### 待办任务
把下面讲 Paimon 如何实现 SinkRuntimeProvider 的这段文字从头到尾一字不差地照抄一遍。

------ 阅读摘录

跟Source类似,paimon需要实现一个SinkRuntimeProvider,主要逻辑都在SinkRuntimeProvider里面

SinkRuntimeProvider Flink接口

public interface DataStreamSinkProvider extends DynamicTableSink.SinkRuntimeProvider, ParallelismProvider {
    default DataStreamSink<?> consumeDataStream(ProviderContext providerContext, DataStream<RowData> dataStream) {
        return this.consumeDataStream(dataStream);
    }

    /** @deprecated */
    @Deprecated
    default DataStreamSink<?> consumeDataStream(DataStream<RowData> dataStream) {
        throw new UnsupportedOperationException("This method is deprecated. Use consumeDataStream(ProviderContext, DataStream<RowData>) instead");
    }

    default Optional<Integer> getParallelism() {
        return Optional.empty();
    }
}

可以看到实现此接口需要传入一个DataStream,之后返回一个DataStreamSink就可以,也就是说Paimon可以根据传入的DataStream接着在后面进一步做操作。

------------
------ 所给条目

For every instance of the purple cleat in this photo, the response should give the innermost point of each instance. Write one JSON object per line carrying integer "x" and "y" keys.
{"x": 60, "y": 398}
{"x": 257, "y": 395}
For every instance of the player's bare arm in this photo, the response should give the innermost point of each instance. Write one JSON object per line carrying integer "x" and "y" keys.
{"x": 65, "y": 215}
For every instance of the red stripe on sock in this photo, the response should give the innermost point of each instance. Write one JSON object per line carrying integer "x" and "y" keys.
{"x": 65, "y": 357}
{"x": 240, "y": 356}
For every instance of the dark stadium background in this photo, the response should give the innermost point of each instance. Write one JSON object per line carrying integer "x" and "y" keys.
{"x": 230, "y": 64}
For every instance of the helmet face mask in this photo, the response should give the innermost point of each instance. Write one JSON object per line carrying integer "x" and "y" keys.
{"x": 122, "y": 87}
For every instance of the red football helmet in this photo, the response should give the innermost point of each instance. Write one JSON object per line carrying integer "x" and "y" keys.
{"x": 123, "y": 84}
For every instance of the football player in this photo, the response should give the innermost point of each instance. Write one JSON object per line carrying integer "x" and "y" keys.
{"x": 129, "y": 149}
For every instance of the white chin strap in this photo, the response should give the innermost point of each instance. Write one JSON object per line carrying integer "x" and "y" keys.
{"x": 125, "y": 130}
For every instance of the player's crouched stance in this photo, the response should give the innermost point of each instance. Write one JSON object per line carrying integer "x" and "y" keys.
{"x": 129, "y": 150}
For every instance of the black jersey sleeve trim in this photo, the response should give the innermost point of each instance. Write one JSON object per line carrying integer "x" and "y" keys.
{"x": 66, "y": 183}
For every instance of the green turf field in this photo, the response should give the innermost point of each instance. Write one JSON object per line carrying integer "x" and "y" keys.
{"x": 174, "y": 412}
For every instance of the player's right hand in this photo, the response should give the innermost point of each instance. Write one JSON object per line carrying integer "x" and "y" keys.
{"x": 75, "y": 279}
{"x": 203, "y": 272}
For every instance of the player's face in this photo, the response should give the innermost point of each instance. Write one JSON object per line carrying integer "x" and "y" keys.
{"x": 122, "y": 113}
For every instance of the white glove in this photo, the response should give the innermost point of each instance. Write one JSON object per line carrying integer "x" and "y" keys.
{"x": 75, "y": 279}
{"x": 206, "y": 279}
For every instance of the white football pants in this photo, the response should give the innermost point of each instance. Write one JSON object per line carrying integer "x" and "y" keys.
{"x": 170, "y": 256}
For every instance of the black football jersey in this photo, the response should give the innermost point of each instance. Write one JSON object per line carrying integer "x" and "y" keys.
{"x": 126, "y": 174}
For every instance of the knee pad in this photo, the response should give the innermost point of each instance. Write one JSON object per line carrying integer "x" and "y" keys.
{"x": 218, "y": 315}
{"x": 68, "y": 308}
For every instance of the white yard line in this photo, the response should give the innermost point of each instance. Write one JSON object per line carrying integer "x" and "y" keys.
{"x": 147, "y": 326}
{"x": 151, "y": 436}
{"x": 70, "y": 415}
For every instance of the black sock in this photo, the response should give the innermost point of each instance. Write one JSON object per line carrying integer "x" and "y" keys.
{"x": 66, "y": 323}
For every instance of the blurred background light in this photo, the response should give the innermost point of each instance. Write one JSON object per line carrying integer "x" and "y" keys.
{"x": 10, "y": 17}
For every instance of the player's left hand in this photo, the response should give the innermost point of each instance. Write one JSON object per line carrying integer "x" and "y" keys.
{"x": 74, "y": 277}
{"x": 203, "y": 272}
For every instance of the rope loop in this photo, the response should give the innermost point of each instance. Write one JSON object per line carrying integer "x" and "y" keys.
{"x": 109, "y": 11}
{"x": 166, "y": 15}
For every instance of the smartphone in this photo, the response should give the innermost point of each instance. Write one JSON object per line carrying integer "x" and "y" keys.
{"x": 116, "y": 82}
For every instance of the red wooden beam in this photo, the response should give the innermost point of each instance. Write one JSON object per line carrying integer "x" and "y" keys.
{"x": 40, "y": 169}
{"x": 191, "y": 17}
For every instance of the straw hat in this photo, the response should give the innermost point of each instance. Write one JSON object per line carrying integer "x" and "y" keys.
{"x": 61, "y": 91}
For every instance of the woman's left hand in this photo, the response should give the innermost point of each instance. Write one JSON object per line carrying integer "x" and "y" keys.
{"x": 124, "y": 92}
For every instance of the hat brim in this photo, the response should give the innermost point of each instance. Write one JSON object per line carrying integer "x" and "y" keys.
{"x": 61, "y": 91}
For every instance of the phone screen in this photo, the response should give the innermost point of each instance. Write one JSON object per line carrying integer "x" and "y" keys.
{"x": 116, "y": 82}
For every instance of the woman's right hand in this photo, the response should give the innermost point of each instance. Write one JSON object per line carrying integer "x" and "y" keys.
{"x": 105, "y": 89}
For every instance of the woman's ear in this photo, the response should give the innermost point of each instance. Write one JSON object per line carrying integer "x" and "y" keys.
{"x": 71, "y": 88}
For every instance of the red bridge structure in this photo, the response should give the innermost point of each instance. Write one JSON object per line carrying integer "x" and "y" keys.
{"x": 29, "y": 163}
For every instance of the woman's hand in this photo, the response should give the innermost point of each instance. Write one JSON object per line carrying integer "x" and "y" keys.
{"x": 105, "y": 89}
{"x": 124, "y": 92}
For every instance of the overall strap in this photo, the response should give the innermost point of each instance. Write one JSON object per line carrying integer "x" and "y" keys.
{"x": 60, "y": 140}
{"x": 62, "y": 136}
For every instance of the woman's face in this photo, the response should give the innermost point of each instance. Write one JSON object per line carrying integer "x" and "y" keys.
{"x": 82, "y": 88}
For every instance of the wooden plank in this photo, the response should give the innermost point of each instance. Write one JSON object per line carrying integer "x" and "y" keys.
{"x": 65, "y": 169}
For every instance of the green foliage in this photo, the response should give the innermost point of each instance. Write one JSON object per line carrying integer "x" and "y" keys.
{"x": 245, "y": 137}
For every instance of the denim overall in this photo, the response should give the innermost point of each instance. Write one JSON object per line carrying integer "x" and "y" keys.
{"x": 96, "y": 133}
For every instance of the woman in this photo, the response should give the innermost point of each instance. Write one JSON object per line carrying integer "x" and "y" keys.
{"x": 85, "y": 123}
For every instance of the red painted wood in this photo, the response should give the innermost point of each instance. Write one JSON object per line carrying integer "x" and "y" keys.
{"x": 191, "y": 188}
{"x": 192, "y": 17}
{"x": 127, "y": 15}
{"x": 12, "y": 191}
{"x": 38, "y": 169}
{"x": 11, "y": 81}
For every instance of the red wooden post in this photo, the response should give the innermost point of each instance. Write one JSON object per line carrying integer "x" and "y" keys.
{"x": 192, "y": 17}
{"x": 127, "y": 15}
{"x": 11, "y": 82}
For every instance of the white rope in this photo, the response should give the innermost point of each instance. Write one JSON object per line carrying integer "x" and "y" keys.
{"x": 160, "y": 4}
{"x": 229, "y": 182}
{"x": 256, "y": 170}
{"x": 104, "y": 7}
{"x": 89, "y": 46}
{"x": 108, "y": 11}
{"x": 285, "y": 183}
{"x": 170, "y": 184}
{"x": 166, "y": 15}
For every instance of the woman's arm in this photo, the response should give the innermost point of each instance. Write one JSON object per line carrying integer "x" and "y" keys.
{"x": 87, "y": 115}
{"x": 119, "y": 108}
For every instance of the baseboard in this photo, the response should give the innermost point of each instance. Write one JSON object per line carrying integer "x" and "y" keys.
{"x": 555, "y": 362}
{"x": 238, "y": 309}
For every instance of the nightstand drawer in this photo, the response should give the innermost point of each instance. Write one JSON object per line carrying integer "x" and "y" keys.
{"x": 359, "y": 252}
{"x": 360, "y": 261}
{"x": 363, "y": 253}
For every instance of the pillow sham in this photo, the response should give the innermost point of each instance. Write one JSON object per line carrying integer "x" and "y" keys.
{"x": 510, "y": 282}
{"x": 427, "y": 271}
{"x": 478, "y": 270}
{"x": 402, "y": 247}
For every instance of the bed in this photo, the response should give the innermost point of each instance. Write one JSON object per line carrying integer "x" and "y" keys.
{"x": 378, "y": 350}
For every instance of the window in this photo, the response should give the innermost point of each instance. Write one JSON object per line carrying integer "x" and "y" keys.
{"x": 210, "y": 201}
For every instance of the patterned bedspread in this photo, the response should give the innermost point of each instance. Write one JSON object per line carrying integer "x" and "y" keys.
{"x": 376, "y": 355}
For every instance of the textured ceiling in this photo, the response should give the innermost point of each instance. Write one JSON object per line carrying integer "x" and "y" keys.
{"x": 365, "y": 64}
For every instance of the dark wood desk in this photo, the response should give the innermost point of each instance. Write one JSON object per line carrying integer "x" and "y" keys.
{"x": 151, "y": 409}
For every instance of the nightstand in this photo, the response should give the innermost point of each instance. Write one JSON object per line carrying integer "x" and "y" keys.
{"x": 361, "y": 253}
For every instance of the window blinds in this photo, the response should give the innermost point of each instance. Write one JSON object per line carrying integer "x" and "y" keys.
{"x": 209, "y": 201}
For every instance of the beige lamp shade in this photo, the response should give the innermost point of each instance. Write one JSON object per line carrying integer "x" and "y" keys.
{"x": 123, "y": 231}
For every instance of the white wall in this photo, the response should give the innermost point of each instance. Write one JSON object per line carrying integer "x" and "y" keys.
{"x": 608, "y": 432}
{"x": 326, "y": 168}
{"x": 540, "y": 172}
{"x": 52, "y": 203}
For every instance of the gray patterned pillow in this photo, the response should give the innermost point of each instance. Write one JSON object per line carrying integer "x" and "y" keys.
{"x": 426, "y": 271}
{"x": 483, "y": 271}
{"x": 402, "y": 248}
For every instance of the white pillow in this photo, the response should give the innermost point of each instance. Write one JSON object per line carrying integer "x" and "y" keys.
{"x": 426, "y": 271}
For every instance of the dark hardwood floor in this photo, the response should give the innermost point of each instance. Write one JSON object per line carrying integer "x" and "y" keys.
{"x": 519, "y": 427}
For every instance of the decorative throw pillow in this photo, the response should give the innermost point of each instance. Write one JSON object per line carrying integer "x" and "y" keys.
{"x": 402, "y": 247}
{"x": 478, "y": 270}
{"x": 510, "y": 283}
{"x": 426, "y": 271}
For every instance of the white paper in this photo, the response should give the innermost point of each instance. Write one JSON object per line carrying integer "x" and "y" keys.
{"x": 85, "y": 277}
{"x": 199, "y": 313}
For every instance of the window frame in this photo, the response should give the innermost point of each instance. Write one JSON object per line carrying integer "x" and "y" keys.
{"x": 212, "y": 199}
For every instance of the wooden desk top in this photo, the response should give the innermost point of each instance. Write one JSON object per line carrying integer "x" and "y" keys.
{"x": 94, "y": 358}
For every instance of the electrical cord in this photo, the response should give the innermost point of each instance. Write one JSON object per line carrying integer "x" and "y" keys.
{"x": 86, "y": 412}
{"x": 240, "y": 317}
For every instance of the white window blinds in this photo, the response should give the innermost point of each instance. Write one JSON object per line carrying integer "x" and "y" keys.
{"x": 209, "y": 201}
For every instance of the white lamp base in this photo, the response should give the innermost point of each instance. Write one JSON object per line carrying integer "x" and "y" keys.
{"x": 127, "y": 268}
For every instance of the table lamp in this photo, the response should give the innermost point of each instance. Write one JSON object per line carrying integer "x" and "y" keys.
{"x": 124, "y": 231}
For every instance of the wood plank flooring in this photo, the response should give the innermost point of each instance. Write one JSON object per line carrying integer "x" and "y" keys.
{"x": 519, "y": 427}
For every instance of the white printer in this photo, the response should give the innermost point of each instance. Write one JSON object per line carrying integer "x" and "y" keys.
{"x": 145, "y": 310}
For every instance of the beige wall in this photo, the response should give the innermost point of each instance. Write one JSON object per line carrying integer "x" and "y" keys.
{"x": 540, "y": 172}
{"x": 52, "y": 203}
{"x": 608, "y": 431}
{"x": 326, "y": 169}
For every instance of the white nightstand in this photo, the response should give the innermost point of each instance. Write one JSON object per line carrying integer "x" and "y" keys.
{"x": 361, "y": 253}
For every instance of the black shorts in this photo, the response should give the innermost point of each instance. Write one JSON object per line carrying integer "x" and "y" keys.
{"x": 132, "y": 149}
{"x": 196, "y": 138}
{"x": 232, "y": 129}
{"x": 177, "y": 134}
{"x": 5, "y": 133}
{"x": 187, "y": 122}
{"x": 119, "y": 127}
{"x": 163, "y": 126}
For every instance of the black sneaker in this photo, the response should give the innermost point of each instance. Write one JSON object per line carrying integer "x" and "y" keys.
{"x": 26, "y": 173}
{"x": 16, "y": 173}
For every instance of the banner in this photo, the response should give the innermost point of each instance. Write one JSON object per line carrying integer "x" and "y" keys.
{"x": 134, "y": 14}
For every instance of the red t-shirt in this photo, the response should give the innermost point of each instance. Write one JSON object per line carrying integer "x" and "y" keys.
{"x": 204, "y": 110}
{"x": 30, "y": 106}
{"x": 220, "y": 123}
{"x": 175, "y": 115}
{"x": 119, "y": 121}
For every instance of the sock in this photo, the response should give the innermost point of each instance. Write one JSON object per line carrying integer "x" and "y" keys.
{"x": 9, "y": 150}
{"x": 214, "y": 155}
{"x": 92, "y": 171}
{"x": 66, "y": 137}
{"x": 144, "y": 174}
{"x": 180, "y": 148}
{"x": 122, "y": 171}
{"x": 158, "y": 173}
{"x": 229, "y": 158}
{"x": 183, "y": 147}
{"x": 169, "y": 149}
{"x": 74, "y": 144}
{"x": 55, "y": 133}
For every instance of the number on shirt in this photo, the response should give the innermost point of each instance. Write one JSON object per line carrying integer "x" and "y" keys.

------------

### 任务回答
跟Source类似,paimon需要实现一个SinkRuntimeProvider,主要逻辑都在SinkRuntimeProvider里面

SinkRuntimeProvider Flink接口

public interface DataStreamSinkProvider extends DynamicTableSink.SinkRuntimeProvider, ParallelismProvider {
    default DataStreamSink<?> consumeDataStream(ProviderContext providerContext, DataStream<RowData> dataStream) {
        return this.consumeDataStream(dataStream);
    }

    /** @deprecated */
    @Deprecated
    default DataStreamSink<?> consumeDataStream(DataStream<RowData> dataStream) {
        throw new UnsupportedOperationException("This method is deprecated. Use consumeDataStream(ProviderContext, DataStream<RowData>) instead");
    }

    default Optional<Integer> getParallelism() {
        return Optional.empty();
    }
}

可以看到实现此接口需要传入一个DataStream,之后返回一个DataStreamSink就可以,也就是说Paimon可以根据传入的DataStream接着在后面进一步做操作。